### TASK
Return every line of the records that contains the string "windshield", copied in full. Matching is case-sensitive.

### PROVIDED DATA
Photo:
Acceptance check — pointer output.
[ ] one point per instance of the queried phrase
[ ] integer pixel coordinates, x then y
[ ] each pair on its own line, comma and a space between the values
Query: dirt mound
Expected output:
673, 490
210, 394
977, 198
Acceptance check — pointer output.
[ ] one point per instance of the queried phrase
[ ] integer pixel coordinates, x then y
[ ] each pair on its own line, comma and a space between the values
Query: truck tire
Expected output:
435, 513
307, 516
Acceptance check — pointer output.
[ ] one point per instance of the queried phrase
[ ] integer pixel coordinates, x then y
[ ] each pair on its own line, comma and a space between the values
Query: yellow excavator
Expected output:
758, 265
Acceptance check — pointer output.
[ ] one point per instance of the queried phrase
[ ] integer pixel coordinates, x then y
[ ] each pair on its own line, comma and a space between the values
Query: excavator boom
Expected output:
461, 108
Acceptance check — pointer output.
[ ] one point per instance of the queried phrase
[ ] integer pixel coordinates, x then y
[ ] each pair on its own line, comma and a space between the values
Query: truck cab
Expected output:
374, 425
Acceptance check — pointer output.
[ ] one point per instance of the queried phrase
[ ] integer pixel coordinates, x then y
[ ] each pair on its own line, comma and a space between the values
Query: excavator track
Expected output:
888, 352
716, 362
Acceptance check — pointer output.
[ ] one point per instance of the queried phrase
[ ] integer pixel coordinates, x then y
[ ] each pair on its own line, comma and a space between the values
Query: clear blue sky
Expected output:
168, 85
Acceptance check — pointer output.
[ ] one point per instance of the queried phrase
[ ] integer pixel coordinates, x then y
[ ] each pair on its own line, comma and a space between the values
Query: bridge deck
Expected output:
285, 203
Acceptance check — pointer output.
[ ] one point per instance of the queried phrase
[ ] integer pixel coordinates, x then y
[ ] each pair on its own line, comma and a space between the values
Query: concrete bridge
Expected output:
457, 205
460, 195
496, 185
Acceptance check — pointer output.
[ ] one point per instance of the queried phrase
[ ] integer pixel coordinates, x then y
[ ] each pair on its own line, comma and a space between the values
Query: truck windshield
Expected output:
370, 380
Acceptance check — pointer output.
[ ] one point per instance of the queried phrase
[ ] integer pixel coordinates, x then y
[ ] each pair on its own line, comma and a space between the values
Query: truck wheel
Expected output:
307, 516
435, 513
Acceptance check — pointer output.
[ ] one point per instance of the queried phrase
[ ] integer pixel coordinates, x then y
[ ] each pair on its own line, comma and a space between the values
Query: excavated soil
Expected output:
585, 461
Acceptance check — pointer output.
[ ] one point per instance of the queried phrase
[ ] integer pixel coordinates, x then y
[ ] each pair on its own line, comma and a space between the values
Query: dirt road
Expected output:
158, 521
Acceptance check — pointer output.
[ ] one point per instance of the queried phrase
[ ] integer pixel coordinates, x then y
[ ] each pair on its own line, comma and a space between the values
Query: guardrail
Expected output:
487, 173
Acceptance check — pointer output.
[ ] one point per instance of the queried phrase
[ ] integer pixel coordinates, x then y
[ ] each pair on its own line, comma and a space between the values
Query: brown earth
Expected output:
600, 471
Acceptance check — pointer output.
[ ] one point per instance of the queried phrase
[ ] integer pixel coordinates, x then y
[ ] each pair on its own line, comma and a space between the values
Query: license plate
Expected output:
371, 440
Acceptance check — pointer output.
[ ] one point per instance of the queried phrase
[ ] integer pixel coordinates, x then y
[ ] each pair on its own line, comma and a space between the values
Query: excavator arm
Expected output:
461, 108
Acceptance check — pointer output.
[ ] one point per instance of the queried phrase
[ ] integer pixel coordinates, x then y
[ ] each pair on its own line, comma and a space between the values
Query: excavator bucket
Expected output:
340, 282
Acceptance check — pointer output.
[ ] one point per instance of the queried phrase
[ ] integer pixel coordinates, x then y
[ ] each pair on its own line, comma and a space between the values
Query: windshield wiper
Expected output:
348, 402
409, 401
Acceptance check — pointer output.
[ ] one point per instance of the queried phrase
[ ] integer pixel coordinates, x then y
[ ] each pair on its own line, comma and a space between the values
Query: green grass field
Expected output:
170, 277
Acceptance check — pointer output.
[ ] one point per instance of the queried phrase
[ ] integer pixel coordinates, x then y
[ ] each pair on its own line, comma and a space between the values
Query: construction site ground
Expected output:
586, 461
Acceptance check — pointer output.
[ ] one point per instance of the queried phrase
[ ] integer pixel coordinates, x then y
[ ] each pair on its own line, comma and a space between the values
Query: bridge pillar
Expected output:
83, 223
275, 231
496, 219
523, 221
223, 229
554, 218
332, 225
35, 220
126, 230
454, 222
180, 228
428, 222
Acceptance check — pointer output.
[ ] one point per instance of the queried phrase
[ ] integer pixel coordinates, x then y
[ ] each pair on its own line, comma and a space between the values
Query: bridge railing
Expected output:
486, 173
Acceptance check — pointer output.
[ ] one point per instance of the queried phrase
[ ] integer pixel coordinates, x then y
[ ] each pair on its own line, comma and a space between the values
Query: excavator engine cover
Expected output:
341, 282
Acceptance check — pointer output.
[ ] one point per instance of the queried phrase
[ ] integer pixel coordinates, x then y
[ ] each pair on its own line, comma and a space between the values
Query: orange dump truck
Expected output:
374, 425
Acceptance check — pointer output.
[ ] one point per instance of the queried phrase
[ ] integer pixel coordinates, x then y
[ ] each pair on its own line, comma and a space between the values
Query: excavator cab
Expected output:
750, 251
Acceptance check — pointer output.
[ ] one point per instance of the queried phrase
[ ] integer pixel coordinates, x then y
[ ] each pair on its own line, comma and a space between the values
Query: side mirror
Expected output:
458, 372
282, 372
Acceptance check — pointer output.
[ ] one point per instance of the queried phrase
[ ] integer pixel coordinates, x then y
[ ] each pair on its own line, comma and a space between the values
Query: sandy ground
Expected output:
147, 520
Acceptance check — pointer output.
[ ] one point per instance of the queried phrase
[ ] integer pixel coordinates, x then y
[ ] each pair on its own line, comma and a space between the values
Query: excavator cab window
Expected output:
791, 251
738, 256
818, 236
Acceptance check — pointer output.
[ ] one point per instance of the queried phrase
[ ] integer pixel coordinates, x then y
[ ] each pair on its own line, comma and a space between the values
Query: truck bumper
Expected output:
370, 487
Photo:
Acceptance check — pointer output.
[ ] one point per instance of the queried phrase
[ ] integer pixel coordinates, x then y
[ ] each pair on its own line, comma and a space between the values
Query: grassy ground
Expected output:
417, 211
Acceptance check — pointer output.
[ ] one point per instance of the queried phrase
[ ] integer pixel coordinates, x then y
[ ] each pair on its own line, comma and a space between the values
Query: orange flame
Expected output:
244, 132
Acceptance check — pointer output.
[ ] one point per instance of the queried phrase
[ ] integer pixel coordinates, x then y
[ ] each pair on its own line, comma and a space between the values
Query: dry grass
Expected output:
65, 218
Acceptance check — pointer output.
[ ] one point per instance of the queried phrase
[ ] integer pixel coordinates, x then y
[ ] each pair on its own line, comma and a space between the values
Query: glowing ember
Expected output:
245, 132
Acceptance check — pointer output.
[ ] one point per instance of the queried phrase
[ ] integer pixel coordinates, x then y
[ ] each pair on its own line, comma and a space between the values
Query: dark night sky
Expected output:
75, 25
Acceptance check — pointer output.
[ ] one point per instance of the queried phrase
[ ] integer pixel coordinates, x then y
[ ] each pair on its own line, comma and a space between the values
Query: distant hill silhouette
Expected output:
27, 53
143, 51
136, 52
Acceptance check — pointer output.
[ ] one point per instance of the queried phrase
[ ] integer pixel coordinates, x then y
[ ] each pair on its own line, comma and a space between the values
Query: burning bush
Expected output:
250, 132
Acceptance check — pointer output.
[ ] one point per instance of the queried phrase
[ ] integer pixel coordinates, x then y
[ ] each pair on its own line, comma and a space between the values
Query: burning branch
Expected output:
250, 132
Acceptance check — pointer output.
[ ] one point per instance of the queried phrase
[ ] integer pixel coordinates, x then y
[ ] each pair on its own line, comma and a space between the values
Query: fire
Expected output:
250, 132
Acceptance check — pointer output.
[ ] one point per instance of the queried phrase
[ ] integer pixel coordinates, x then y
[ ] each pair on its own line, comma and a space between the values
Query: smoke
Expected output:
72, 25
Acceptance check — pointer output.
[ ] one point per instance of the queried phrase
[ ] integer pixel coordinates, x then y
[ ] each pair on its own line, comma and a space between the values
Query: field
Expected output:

### WRITTEN SOLUTION
Query: truck windshield
Query: windshield wiper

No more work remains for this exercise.